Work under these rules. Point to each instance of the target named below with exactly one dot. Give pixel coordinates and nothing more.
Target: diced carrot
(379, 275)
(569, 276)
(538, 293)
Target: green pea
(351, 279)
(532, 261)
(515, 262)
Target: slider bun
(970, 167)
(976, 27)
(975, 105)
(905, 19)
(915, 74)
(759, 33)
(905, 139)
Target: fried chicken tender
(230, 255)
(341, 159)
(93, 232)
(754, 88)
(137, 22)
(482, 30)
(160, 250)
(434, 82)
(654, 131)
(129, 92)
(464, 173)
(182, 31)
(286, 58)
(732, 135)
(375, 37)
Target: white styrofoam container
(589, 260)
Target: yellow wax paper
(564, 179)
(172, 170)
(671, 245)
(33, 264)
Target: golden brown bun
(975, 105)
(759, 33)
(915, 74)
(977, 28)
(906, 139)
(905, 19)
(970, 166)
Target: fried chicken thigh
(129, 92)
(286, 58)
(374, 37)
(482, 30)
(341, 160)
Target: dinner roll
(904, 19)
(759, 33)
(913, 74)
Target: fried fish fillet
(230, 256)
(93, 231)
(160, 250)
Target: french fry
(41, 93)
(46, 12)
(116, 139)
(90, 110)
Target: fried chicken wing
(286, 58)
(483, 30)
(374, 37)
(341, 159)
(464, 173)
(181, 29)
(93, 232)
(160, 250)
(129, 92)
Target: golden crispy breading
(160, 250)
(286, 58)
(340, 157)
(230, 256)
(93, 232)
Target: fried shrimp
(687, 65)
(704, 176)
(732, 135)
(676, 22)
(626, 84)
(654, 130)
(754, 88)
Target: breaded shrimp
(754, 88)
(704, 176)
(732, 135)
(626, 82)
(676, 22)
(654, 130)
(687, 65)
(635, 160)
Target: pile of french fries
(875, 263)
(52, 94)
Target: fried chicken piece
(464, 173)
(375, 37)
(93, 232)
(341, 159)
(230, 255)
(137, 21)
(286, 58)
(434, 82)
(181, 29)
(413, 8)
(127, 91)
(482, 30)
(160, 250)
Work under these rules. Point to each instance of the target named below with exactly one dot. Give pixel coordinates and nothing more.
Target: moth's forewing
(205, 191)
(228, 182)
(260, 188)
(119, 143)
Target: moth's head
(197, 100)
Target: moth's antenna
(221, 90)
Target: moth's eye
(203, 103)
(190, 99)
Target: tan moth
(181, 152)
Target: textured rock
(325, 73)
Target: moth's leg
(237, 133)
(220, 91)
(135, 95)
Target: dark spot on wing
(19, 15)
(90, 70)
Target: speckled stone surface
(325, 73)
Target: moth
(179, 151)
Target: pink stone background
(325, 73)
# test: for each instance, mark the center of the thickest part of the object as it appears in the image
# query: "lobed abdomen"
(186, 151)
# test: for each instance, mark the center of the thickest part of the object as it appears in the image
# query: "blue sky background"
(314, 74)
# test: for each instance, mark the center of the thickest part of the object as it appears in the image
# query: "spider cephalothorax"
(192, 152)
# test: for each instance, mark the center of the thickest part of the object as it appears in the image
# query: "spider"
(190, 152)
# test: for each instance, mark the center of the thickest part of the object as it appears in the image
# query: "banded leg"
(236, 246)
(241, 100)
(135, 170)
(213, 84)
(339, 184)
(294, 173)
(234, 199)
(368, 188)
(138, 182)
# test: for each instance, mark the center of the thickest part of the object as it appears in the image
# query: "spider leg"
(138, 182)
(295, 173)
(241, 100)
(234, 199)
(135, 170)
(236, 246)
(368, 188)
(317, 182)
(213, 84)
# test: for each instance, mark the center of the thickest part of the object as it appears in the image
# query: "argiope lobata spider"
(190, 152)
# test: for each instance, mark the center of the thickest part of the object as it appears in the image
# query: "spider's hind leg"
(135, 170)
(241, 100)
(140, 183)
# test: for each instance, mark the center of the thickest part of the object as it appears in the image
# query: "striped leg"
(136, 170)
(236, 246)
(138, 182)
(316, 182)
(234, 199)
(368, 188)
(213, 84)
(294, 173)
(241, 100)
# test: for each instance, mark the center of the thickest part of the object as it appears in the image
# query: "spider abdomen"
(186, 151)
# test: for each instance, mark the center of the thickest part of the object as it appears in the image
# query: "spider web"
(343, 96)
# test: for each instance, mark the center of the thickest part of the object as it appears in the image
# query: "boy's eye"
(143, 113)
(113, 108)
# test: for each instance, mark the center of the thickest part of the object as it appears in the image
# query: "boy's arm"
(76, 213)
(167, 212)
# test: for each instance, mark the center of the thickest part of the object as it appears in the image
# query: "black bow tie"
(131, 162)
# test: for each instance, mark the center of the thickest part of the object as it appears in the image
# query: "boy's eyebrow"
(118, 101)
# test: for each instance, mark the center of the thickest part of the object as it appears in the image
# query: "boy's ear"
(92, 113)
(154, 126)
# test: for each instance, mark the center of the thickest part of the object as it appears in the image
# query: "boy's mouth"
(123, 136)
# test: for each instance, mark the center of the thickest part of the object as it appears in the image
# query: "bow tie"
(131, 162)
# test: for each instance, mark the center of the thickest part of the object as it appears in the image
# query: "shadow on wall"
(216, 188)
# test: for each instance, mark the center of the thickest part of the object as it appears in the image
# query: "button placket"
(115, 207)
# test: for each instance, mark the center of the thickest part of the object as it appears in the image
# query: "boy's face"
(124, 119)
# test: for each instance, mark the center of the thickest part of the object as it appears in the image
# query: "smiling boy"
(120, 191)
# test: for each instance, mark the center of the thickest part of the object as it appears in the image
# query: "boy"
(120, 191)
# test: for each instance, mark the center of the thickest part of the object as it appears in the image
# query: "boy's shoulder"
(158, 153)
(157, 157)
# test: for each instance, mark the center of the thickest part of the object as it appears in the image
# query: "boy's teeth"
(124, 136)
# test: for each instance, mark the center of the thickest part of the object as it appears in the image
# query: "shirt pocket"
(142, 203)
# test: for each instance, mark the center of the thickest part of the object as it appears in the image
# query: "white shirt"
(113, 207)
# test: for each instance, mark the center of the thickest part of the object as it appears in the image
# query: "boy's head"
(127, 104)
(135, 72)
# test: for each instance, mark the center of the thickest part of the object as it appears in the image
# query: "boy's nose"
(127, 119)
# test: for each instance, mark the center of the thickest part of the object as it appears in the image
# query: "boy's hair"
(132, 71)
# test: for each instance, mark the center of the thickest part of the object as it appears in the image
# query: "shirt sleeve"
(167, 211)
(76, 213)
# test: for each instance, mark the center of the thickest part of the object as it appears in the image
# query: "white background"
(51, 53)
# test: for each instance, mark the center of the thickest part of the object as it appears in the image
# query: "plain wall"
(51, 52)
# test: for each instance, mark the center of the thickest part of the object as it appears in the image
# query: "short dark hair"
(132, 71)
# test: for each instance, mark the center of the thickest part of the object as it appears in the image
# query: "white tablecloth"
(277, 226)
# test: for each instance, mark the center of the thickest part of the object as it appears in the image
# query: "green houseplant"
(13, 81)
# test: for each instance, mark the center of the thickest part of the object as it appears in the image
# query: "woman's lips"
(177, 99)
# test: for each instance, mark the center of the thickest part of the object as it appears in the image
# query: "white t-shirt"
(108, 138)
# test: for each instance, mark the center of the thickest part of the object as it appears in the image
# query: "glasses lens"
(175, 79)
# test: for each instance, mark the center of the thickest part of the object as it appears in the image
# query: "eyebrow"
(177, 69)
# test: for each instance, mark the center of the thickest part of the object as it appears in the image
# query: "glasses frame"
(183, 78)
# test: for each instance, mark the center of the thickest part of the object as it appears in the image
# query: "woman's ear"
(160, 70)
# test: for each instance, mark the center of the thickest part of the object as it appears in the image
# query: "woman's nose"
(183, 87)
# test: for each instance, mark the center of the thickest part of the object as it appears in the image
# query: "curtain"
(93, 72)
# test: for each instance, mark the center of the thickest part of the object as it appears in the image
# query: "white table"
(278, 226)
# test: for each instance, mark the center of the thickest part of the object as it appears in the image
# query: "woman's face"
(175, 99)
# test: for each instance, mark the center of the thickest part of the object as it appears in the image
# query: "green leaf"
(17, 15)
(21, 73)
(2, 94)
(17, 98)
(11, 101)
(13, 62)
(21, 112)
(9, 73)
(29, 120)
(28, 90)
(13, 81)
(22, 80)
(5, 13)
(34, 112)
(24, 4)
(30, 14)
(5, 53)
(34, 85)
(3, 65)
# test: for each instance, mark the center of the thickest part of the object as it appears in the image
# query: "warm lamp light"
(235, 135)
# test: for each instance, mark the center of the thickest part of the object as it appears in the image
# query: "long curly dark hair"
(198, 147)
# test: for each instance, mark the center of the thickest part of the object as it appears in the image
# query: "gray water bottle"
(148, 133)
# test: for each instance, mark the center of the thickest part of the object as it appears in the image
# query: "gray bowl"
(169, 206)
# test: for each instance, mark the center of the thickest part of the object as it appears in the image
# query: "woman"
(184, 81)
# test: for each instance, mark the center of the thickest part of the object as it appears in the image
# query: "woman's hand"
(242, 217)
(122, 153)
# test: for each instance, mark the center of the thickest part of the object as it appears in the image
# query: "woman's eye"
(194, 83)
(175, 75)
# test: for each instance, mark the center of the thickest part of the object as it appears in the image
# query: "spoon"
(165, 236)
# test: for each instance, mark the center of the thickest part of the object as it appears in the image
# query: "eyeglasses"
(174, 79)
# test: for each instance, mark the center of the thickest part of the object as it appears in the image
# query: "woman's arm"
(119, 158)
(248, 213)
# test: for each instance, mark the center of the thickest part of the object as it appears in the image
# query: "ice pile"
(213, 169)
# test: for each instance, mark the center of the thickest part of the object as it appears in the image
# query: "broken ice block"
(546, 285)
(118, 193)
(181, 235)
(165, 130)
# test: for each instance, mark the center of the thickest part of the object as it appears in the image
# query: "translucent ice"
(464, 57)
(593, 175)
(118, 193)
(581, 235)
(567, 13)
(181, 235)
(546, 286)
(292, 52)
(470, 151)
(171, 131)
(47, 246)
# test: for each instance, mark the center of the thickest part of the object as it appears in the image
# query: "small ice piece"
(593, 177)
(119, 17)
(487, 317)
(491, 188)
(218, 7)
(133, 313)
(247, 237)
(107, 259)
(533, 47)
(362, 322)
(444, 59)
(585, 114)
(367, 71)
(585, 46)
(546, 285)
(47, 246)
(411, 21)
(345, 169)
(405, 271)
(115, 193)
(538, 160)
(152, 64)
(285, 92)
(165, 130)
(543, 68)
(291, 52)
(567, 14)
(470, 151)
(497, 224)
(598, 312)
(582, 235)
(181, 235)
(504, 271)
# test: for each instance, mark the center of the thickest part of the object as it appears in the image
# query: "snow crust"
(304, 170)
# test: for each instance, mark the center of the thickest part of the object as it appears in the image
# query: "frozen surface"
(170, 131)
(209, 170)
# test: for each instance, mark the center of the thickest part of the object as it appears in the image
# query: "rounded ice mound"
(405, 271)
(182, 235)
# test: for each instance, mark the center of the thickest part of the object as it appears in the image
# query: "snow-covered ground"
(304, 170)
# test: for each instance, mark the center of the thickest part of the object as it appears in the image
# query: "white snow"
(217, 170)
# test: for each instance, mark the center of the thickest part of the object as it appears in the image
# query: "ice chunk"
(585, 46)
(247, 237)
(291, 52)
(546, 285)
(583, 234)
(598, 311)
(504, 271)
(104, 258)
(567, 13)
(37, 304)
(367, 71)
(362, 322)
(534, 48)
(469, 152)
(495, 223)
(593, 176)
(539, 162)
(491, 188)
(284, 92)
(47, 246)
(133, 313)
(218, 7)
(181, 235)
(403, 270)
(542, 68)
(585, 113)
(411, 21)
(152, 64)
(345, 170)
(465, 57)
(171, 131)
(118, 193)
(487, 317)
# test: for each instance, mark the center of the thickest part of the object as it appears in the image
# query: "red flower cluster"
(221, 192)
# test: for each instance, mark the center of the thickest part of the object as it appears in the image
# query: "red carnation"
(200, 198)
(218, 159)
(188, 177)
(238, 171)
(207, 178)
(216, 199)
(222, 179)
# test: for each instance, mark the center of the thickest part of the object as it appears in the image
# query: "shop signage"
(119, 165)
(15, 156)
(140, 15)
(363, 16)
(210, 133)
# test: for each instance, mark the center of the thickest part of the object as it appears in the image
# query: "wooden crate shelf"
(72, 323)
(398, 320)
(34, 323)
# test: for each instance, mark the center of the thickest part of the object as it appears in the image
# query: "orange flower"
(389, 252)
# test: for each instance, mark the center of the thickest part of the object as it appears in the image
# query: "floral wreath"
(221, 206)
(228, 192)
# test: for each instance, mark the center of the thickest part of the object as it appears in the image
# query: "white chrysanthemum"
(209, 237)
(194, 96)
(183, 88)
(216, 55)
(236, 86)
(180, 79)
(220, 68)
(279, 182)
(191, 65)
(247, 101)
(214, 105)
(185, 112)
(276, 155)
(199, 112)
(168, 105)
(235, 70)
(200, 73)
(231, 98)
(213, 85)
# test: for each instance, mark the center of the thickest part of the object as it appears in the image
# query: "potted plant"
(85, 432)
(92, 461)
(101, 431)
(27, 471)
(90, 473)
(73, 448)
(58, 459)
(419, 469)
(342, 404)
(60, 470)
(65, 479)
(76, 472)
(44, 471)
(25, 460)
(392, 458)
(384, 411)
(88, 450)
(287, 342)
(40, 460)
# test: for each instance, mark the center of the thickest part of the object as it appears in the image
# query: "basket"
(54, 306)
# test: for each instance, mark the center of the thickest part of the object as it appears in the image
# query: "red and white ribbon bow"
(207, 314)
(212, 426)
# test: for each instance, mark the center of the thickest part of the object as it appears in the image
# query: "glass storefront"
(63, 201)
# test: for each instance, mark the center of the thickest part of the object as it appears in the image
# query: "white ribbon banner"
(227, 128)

· · · ·

* To do *
Pick out each line in the rows above that contains the string "chicken", matching case exactly, and copy those lines.

* Solution to the problem *
Target: fried chicken tender
Target: fried chicken thigh
Target: fried chicken wing
Target: fried chicken piece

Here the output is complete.